### Task prompt
From the financial excerpt below, list every percentage change reported against the prior-year period, with the item it applies to and whether it rose or fell.

### Extracted text
____________

The personnel expenses of EUR 225.8 mn have declined by 6.4% compared to the first nine months of the prior-year period (1-9/2013 adjusted: EUR 241.2 mn).
Amortization of intangible assets and depreciation of property, plant and equipment amount to EUR 92.4 mn (1-9/2013 adjusted: EUR 89.5 mn). This marks an increase of 3.2%. In the interim reporting period no impairment losses or reversals of impairment losses on fixed assets were recognized.
Other operating expenses in the amount of EUR 151.0 mn (1-9/2013 adjusted: EUR 169.6 mn) particularly include selling expenses and expenses for maintenance, repair and other thirdparty services. They declined by 11.0% as against the same period of the previous year.
Financing costs of EUR 20.0 mn (1-9/2013: EUR 20.9 mn) declined by 4.0% compared to the first nine months of 2013.
The tax rate (= income tax expense in relation to earnings before taxes/EBT) was 21.1% in the interim reporting period (1-9/2013: 27.0%).

____________

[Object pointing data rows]
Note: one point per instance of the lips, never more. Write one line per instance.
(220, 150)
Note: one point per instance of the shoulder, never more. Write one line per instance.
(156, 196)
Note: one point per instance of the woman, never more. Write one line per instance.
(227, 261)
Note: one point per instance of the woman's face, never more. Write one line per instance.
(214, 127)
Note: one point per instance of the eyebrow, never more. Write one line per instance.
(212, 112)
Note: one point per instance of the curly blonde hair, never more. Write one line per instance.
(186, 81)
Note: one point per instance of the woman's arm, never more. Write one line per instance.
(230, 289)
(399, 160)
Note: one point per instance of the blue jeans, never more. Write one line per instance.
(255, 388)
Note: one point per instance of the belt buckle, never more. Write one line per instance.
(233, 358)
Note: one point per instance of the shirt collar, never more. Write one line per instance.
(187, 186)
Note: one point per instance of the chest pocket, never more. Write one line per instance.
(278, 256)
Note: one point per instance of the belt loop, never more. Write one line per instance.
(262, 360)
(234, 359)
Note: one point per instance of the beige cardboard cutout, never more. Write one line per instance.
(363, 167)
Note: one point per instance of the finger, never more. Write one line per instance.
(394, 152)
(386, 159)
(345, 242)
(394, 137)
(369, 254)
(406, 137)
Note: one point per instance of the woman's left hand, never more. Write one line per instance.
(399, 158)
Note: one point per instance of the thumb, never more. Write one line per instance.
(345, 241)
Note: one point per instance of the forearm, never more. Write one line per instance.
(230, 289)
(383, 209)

____________

### Full solution
- Personnel expenses: declined by 6.4%
- Amortization of intangible assets and depreciation of property, plant and equipment: increased by 3.2%
- Other operating expenses: declined by 11.0%
- Financing costs: declined by 4.0%